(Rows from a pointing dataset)

☆ ☆ ☆ ☆ ☆ ☆ ☆

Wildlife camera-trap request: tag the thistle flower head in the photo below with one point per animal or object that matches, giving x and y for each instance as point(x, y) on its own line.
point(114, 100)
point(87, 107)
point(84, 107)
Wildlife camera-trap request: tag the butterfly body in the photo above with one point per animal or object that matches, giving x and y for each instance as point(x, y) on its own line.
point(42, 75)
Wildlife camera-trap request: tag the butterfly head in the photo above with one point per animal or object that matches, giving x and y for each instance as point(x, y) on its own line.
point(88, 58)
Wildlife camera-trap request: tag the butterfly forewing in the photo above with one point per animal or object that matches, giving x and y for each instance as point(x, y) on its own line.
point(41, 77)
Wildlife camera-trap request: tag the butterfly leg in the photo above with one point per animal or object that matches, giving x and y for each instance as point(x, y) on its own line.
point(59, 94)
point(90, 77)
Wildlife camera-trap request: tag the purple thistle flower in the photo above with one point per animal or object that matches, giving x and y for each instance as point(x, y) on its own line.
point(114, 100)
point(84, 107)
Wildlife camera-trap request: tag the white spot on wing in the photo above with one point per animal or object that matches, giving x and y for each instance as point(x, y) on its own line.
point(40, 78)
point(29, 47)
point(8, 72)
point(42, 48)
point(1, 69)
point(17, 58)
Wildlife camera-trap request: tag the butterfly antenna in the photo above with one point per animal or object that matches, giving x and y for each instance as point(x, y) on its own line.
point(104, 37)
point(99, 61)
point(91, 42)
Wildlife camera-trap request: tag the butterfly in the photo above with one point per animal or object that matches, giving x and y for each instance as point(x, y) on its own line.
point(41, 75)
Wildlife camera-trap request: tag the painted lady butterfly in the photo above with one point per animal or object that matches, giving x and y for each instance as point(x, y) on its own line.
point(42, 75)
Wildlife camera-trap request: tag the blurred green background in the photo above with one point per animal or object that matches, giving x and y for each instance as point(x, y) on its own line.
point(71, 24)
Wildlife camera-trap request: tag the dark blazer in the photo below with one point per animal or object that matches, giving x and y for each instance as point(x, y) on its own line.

☆ ☆ ☆ ☆ ☆ ☆ ☆

Problem description:
Rewrite all of the data above as a numbered list with one line per entry, and drop any blank lines.

Answer:
1. Wildlife camera-trap request: tag the thistle flower head in the photo below with one point per animal or object that matches, giving x and y for each instance as point(x, y) on its own line.
2. point(114, 100)
3. point(87, 107)
4. point(84, 107)
5. Wildlife camera-trap request: tag the butterfly body in the photo above with one point per animal or object that matches, giving x and y for each instance as point(x, y) on its own line.
6. point(42, 75)
7. Wildlife camera-trap request: tag the butterfly head in the photo above with one point per animal or object that matches, giving x and y for each instance as point(x, y) on its own line.
8. point(88, 58)
9. Wildlife camera-trap request: tag the butterfly forewing in the photo above with one point per animal or object that matches, giving x and y for each instance as point(x, y) on its own line.
10. point(41, 77)
11. Wildlife camera-trap request: tag the butterfly leg in the photo above with one point per animal or object that matches, giving x and y for each instance as point(x, y) on its own line.
12. point(59, 94)
13. point(90, 77)
14. Wildlife camera-trap request: tag the purple thistle flower in the photo above with one point per animal or object that matches, giving x and y for each instance as point(x, y) on its own line.
15. point(114, 100)
16. point(84, 107)
17. Wildlife camera-trap request: tag the white spot on wing in the photo above with one point per animal or object that matches, giving x and y for each instance as point(x, y) on its own line.
18. point(40, 78)
19. point(29, 47)
20. point(8, 72)
21. point(42, 48)
22. point(1, 69)
23. point(17, 58)
24. Wildlife camera-trap request: tag the butterfly antenna in the photo above with one point per animal or object that matches, giving x and y for each instance as point(x, y) on its own line.
25. point(104, 37)
26. point(99, 61)
27. point(91, 42)
28. Wildlife camera-trap request: tag the butterfly in the photo above with one point per animal or object that matches, giving x and y for each instance as point(x, y) on its own line.
29. point(41, 75)
30. Wildlife camera-trap request: tag the painted lady butterfly in the photo above with one point per animal or object that matches, giving x and y for each instance as point(x, y) on its own line.
31. point(42, 75)
32. Wildlife camera-trap request: tag the blurred green background in the photo above with one point per animal or object that matches, giving x and y for each instance as point(x, y) on its own line.
33. point(71, 24)
34. Wildlife camera-trap request: tag the dark blazer in the photo below with one point per animal or object that matches, giving x and y for each instance as point(x, y) on its own line.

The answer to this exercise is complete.